• _Exercise aim_
Whenever a line contains the string "target", copy it out of the entries.

++++ Data provided

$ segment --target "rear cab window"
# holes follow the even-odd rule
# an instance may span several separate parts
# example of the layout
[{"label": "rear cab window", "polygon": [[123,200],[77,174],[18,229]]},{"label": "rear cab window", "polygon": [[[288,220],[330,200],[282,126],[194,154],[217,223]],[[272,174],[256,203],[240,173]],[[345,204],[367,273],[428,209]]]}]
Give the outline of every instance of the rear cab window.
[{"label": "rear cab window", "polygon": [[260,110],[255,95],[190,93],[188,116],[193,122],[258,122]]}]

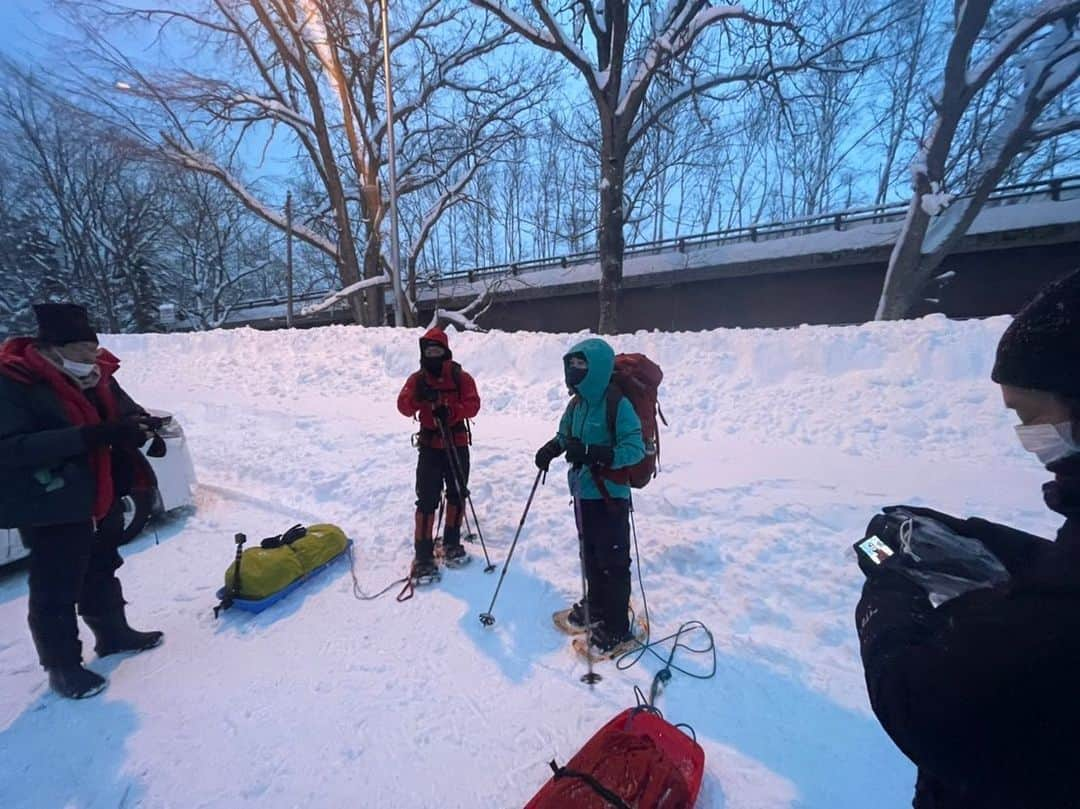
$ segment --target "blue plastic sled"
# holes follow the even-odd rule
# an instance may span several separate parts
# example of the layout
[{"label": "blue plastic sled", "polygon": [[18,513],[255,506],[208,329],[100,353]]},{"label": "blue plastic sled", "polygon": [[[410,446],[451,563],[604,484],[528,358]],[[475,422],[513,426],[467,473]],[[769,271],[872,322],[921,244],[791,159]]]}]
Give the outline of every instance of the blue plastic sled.
[{"label": "blue plastic sled", "polygon": [[[352,544],[353,544],[353,541],[351,539],[347,540],[347,542],[345,544],[345,549],[342,550],[342,552],[339,553],[337,556],[335,556],[333,559],[330,559],[329,561],[323,562],[321,565],[319,565],[314,570],[308,571],[303,576],[301,576],[299,579],[297,579],[292,584],[290,584],[288,587],[283,587],[282,589],[278,590],[273,595],[268,595],[266,598],[260,598],[257,601],[253,601],[250,598],[234,598],[233,602],[232,602],[232,605],[234,607],[236,607],[238,610],[244,610],[245,612],[262,612],[267,607],[270,607],[270,606],[272,606],[274,604],[277,604],[279,601],[281,601],[281,599],[285,598],[285,596],[287,596],[293,590],[296,590],[299,587],[303,587],[305,583],[311,581],[313,578],[315,578],[320,573],[322,573],[324,570],[326,570],[326,568],[330,567],[330,565],[334,564],[334,562],[336,562],[338,559],[345,556],[349,552],[349,548],[352,547]],[[243,573],[242,569],[241,569],[241,573]],[[221,599],[225,598],[225,588],[224,587],[222,587],[220,590],[217,591],[217,597],[218,597],[218,600],[221,600]]]}]

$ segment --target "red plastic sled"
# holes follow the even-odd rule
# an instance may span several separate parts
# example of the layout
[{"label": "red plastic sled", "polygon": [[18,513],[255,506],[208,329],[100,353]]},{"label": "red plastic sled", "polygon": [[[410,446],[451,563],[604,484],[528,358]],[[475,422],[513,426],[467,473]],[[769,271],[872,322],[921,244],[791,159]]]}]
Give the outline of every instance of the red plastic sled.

++++++++

• _Expected output_
$ segment --target "rear cab window"
$ segment --target "blue plastic sled"
$ segment --target "red plastic sled"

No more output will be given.